____ TEXT
Ex parte McCardle, 74 U.S. (7 Wall.) 506 (1869), is a United States Supreme Court decision that examines the extent of the jurisdiction of the Supreme Court to review decisions of lower courts under federal statutory law.

Case history
During the Civil War Reconstruction, newspaper publisher William McCardle printed some "incendiary" articles, advocating opposition to the Reconstruction laws enacted by Congress. He was jailed by a military commander under the Military Reconstruction Act of 1867. McCardle invoked habeas corpus in the Circuit Court of the Southern District of Mississippi. The judge sent him back into custody, finding the military actions legal under Congress' law. He appealed to the Supreme Court under the Habeas Corpus Act of 1867, which granted appellate jurisdiction to review denial of habeas corpus petitions.  After the case was argued but before an opinion was delivered, Congress suspended the Supreme Court's jurisdiction over the case, exercising the powers granted under Article III, section 2 of the Constitution.

Issues
Two issues were raised by this case: Whether the Supreme Court had jurisdiction to hear the case, and if so, whether McCardle's imprisonment violated his Fifth Amendment Due Process rights.
________
____ EXTRACTED MATERIAL
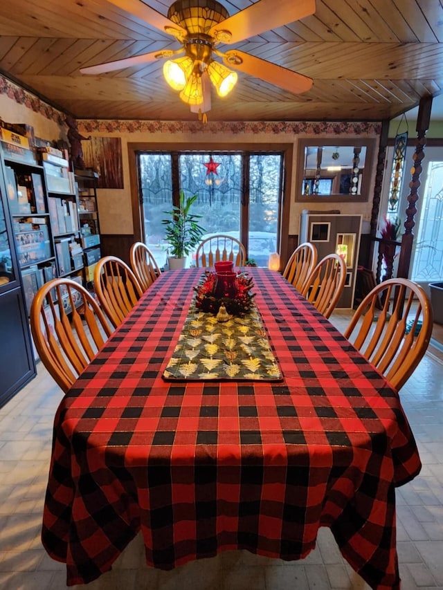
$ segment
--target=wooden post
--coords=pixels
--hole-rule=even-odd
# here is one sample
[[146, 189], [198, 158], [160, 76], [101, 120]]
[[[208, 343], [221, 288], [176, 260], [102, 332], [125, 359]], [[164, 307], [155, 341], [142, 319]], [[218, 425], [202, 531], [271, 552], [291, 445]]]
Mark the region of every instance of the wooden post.
[[[374, 186], [374, 196], [372, 198], [372, 210], [371, 212], [370, 252], [368, 257], [366, 266], [370, 268], [370, 261], [374, 258], [374, 250], [375, 246], [375, 237], [377, 237], [377, 228], [379, 222], [379, 214], [380, 213], [380, 198], [381, 196], [381, 185], [383, 184], [383, 175], [385, 172], [385, 160], [386, 158], [386, 146], [388, 145], [388, 131], [389, 131], [389, 122], [384, 120], [381, 124], [381, 133], [380, 134], [380, 145], [379, 147], [379, 156], [377, 162], [377, 172], [375, 174], [375, 185]], [[379, 275], [377, 274], [377, 277]]]
[[415, 225], [414, 217], [417, 213], [415, 204], [419, 199], [418, 189], [420, 186], [422, 174], [422, 160], [424, 157], [424, 147], [426, 145], [426, 134], [429, 129], [432, 96], [424, 96], [420, 99], [417, 118], [417, 144], [415, 152], [413, 156], [413, 163], [411, 169], [412, 178], [409, 183], [410, 192], [408, 196], [408, 206], [406, 209], [406, 220], [404, 222], [405, 232], [401, 237], [401, 248], [399, 258], [397, 276], [407, 279], [409, 275], [409, 267], [413, 251], [414, 234], [413, 229]]

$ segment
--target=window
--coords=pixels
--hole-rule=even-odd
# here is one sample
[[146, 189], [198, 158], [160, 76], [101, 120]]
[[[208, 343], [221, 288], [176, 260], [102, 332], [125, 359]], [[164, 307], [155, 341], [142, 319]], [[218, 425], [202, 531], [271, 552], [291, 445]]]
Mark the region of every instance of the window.
[[204, 237], [237, 237], [248, 258], [267, 266], [278, 246], [282, 154], [139, 151], [137, 159], [145, 241], [160, 266], [168, 252], [161, 221], [181, 190], [199, 195], [195, 212], [201, 215]]

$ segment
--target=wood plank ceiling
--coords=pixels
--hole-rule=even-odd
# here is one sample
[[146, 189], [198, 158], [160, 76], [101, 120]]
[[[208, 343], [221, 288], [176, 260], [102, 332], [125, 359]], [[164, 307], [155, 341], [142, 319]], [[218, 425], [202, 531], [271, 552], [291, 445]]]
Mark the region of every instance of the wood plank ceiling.
[[[230, 15], [254, 3], [221, 2]], [[170, 2], [146, 3], [166, 15]], [[210, 120], [381, 120], [443, 92], [441, 0], [316, 0], [316, 7], [312, 16], [224, 47], [309, 76], [311, 89], [293, 95], [239, 73], [228, 97], [213, 92]], [[80, 73], [179, 46], [107, 0], [4, 1], [0, 35], [0, 70], [75, 118], [197, 117], [165, 82], [163, 60], [100, 76]]]

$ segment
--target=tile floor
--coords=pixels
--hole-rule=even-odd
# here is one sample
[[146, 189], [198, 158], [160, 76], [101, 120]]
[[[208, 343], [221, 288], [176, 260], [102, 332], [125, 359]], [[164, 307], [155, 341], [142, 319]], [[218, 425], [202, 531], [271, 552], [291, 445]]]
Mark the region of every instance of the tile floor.
[[[347, 322], [338, 311], [332, 320]], [[443, 342], [443, 326], [434, 334]], [[402, 590], [443, 590], [443, 353], [430, 347], [401, 396], [419, 445], [423, 469], [399, 488], [397, 545]], [[39, 538], [53, 418], [62, 397], [44, 367], [0, 409], [0, 589], [62, 590], [65, 567]], [[329, 529], [302, 561], [285, 563], [230, 551], [170, 571], [143, 562], [137, 537], [113, 570], [86, 590], [368, 590], [343, 561]]]

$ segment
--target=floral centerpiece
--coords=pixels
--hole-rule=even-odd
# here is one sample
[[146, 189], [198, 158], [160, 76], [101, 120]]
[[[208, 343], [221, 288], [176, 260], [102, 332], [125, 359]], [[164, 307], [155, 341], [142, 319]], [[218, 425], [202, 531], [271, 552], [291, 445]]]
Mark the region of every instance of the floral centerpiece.
[[236, 293], [233, 297], [217, 297], [216, 295], [217, 274], [206, 270], [199, 284], [195, 306], [204, 312], [217, 313], [224, 305], [228, 313], [239, 315], [247, 313], [253, 305], [254, 293], [251, 293], [253, 282], [246, 273], [238, 273], [236, 277]]

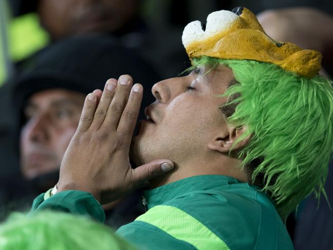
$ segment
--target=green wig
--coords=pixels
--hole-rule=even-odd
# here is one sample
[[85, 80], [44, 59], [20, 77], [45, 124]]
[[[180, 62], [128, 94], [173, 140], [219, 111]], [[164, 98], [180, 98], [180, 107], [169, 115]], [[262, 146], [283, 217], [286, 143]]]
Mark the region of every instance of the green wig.
[[2, 250], [136, 249], [104, 225], [64, 213], [14, 213], [0, 225]]
[[254, 60], [203, 56], [193, 64], [221, 64], [232, 70], [237, 82], [222, 95], [228, 100], [220, 108], [234, 106], [227, 121], [247, 127], [240, 138], [251, 135], [238, 154], [242, 166], [252, 166], [252, 183], [270, 196], [283, 219], [311, 192], [318, 198], [325, 195], [333, 151], [331, 81]]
________
* **EXERCISES TO COMPLETE**
A. Copy everything in the Ex parte McCardle text from "Ex parte McCardle, 74" down to "federal statutory law.".
B. Pick up the text on Ex parte McCardle after its last sentence and keep writing it.

* **ANSWERS TO THE TASKS**
A.
Ex parte McCardle, 74 U.S. (7 Wall.) 506 (1869), is a United States Supreme Court decision that examines the extent of the jurisdiction of the Supreme Court to review decisions of lower courts under federal statutory law.

B.
Holdings

Chief Justice Chase, writing for a unanimous court, validated congressional withdrawal of the Court's jurisdiction. The basis for this repeal was the exceptions clause of Article III, section 2. But Chase pointedly reminded his readers that the 1868 statute repealing jurisdiction "does not affect the jurisdiction which was previously exercised." Since the Court held it lacked jurisdiction to hear the case, the second question was not answered. Since Congress withdrew jurisdiction to hear the case, McCardle had no legal recourse to challenge his imprisonment in federal court.

Rationale
Durousseau v. United States, 10  U.S. 307 (1810)  held that Congress's affirmative description of certain judicial powers implied a negation of all other powers. Creating such legislation was legitimate under the authority granted them by the United States Constitution. By repealing the act that granted the Supreme Court authority to hear the case,  Congress made a clear statement that they were using this Constitutional authority to remove the Supreme Court's jurisdiction. The court had no choice but to dismiss the case.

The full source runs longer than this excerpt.